• Source extract:
________________________________________
# Summary Tags
We've assigned tags to 295 restaurants centered at Reno (N1 to N3), Now try to explore and see methods to generate a collection of summary tags for those restaurants. Because these tags will be generated weight preferences and weights, so we call it the unweighted summary tags.


In this exploration, try to find a "transformer" to transfrom a (collection of restaurants) into a (collection of tags) for people to vote.

In [1]:
import pickle
import pandas as pd
import gensim.downloader as api
import re

In [2]:
# load the shortlist restaurants from Reno as our inital pool of restaurant
with open('df_restaurants_Reno_shortlist,pkl','rb') as f:
    df_Reno_restaurants_shortlist = pickle.load(f)
bids = list(df_Reno_restaurants_shortlist['business_id'])
len(bids)

295

### 1. Process the summary tags, and add them to the pandas dataframe

### 1.1 parse total summary paragraph into lines for each quesiton

In [3]:
# get a parser
def parse_summary_perbid(bid, pattern):
    fname = './restaurant_summaries/res_'+bid+'.pkl'
    with open(fname, 'rb') as f:
        s = pickle.load(f)  
    parsed_s = re.findall(pattern, s['summary'])
    return parsed_s

In [4]:
%%time
# check the format of the summary texts, see if it is always parsed into 10 lines that corresponds to 10 questions.
difficult_s = []
pattern = re.compile(r'\d+\.[^\n]*')
for bid in bids:
    parsed_s = parse_summary_perbid(bid, pattern)
    if len(parsed_s) == 10:
        pass
    else:
        difficult_bids.append(bid)
        print('\n')

CPU times: user 12.1 ms, sys: 24.6 ms, total: 36.7 ms
Wall time: 108 ms


In [5]:
parsed_s = parse_summary_perbid(bids[0], pattern)
parsed_s

['1. [Brewed beer on site], [Variety of food options]',
 '2. [not mentioned]',
 '3. [yes]',
 '4. [yes]',
 '5. [yes]',
 '6. [Brewery], [Pizza], [Onion Rings], [Wings], [Burgers], [BBQ], [Salads], [Sandwiches], [Meatloaf], [French Dip]',
 '7. [Average], [Roasted], [Balsamic], [Tender], [Juicy], [Dry], [Crispy], [Lean], [Subtle Kick], [Seasoned]',
 "8. [Appetizer of roasted brussels sprouts], [Meatloaf], [French dip with a side of cole slaw], [Bison Burger], [Hot Pastrami Pretzel Roll], [French fries], [Buffalo wings], [Pizza], [Fish 'N Chips], [Taco Salad]",
 '9. [Mac & Cheese], [Fish had no flavor]',
 '10. [not mentioned]']

#### 2. for each question, parse out the tags.
here are the questions used in the prompt get the summary:
1. tell me 2 things about this restaurant that people like about it the most.
________________________________________
Rows from a pointing dataset:
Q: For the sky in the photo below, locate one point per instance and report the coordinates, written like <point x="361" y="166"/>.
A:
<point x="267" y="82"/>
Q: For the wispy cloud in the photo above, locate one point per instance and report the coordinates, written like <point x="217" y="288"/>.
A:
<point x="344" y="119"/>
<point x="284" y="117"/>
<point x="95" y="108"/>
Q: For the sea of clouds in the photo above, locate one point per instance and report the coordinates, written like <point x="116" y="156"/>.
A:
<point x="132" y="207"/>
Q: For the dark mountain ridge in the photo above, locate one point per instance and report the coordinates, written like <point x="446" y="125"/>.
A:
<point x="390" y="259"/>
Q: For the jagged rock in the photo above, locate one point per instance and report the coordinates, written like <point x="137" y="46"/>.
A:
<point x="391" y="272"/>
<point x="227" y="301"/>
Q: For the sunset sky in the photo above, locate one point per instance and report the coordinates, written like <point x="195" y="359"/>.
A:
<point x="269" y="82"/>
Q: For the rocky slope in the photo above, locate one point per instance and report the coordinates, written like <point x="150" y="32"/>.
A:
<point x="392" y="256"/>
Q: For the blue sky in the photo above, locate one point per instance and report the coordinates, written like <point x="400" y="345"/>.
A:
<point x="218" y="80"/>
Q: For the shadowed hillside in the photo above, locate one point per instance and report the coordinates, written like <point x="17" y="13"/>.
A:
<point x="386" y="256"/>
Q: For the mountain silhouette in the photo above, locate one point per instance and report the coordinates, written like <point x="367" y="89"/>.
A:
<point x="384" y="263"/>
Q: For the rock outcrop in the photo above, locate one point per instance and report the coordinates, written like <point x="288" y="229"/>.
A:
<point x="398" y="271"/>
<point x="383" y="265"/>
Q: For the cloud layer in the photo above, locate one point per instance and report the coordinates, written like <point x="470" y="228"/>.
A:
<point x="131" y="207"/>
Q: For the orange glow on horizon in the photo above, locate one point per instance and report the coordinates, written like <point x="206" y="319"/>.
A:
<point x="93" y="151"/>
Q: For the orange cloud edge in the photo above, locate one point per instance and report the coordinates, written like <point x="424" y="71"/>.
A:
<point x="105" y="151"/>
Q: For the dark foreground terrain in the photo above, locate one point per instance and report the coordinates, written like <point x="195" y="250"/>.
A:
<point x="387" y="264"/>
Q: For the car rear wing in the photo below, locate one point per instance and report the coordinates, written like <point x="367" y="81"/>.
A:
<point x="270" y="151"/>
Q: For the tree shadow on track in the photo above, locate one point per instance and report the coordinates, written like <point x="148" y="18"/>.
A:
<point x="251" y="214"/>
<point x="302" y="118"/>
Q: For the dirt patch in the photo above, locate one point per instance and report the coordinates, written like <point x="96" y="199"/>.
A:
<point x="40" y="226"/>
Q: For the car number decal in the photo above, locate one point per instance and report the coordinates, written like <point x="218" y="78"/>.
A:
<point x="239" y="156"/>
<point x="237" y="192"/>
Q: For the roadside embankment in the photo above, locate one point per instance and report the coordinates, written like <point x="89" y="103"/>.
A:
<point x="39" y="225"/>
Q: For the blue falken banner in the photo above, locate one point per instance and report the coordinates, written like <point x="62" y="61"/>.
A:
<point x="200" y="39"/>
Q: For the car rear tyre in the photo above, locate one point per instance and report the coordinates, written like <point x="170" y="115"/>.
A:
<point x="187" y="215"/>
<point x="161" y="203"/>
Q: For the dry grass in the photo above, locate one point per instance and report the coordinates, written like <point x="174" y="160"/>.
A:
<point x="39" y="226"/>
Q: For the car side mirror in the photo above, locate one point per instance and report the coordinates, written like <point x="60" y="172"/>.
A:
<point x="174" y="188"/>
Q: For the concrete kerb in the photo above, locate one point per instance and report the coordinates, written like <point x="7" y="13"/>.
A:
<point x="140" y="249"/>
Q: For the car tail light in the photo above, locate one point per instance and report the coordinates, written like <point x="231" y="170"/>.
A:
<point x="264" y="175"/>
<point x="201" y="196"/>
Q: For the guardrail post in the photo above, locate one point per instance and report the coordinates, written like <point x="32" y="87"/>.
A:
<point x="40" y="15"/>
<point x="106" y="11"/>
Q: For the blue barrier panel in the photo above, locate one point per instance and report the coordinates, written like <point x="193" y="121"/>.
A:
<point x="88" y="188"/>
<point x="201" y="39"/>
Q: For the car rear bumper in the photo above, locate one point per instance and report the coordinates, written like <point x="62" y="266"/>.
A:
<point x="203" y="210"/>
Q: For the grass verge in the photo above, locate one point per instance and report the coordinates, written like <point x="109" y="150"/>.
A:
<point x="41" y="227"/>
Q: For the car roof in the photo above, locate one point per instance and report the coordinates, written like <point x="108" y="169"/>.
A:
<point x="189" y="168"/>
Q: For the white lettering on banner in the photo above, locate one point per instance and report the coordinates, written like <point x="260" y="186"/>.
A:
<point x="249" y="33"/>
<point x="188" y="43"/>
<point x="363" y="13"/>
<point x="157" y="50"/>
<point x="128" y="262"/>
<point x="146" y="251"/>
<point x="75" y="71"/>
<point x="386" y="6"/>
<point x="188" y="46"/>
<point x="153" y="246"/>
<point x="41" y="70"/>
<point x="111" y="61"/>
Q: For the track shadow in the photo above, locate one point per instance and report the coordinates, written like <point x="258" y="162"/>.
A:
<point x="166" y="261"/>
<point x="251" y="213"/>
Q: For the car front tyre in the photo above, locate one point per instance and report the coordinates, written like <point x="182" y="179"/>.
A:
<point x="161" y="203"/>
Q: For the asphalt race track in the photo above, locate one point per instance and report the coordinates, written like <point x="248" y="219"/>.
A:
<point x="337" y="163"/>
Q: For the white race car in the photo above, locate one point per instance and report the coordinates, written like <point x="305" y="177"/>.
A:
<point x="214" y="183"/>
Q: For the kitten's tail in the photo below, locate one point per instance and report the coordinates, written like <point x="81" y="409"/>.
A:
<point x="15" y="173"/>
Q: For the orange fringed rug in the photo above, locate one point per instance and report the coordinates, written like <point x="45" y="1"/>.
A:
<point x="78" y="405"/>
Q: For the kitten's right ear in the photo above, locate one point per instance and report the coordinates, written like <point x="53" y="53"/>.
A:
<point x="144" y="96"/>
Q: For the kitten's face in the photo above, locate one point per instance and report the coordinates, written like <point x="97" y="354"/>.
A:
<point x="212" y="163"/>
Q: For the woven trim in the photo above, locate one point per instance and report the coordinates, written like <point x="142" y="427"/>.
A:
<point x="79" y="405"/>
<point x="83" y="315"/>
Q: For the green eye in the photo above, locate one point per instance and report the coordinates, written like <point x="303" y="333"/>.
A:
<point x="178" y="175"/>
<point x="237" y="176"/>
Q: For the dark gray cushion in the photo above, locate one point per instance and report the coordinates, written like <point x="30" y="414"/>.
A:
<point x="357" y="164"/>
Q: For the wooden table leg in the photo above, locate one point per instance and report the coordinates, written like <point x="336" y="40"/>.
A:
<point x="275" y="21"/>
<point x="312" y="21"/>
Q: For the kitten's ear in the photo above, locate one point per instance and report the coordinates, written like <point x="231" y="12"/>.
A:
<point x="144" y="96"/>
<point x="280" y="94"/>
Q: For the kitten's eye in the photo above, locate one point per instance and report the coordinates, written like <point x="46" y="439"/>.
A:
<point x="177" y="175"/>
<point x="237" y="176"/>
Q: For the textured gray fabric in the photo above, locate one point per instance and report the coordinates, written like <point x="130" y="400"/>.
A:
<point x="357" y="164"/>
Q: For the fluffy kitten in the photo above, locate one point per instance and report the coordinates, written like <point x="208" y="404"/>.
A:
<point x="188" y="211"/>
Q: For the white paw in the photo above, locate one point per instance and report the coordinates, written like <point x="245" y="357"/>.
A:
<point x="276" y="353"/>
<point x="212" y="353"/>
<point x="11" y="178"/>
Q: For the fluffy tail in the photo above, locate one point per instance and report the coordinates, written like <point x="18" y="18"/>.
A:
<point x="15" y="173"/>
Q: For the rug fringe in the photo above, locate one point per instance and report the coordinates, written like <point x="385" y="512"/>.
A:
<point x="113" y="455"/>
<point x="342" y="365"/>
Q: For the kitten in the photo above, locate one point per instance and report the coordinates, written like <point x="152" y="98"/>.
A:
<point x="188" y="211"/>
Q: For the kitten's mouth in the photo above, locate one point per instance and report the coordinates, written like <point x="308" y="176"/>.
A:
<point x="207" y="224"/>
________________________________________
• Stated task A: Set down the passage of the restaurant summary tags notebook from "parsed_s = re.findall(pattern, s['summary'])" to "parsed_s = parse_summary_perbid(bid, pattern)".
• Stated task B: According to the restaurant summary tags notebook, how many restaurants have been assigned tags?
• Stated task C: Extend the restaurant summary tags notebook from where it stops.

• Exercise output A:
parsed_s = re.findall(pattern, s['summary'])
    return parsed_s

In [4]:
%%time
# check the format of the summary texts, see if it is always parsed into 10 lines that corresponds to 10 questions.
difficult_s = []
pattern = re.compile(r'\d+\.[^\n]*')
for bid in bids:
    parsed_s = parse_summary_perbid(bid, pattern)

• Exercise output B: 295 restaurants, centered at Reno.

• Exercise output C:
2. good for breakfast/brunch? answer [yes] or [not mentioend]
3. good for lunch? answer [yes] or [not mentioend]
4. good for dinner? answer [yes] or [not mentioend]
5. Based on people's reviews, is it good for group of friends? answer [yes] or [not mentioend]
6. use 10 words to describe what categories of foods are offered at the restaurant that is not characterized by the previouse questions.
7. use 10 words to describe the taste categories of the foods offered att he restaurant.
8. give top 10 recommended foods.
9. top 2 not recommended foods.
10. use 3 words to describe the accomoations for food resstrictions. If not clearly indicated, say [not mentioned].

In [6]:
question_names =['good aspects (2)', 
                 'good for breakfast or brunch', 
                 'good for lunch',
                 'good for dinner',
                 'good for group',
                 '10 tags for food categories',
                 '10 tags for taste categories',
                 '10 recommended items',
                 '2 not recommended items',
                 'accomodations']
tags_pattern = re.compile(r'\[(.*?)\]')
def parse_tags_for_all_questions(parsed_s, question_names, tags_pattern):
    tags_dict = {}
    for i in range(10):
        s = parsed_s[i]
        o = re.findall(tags_pattern, s)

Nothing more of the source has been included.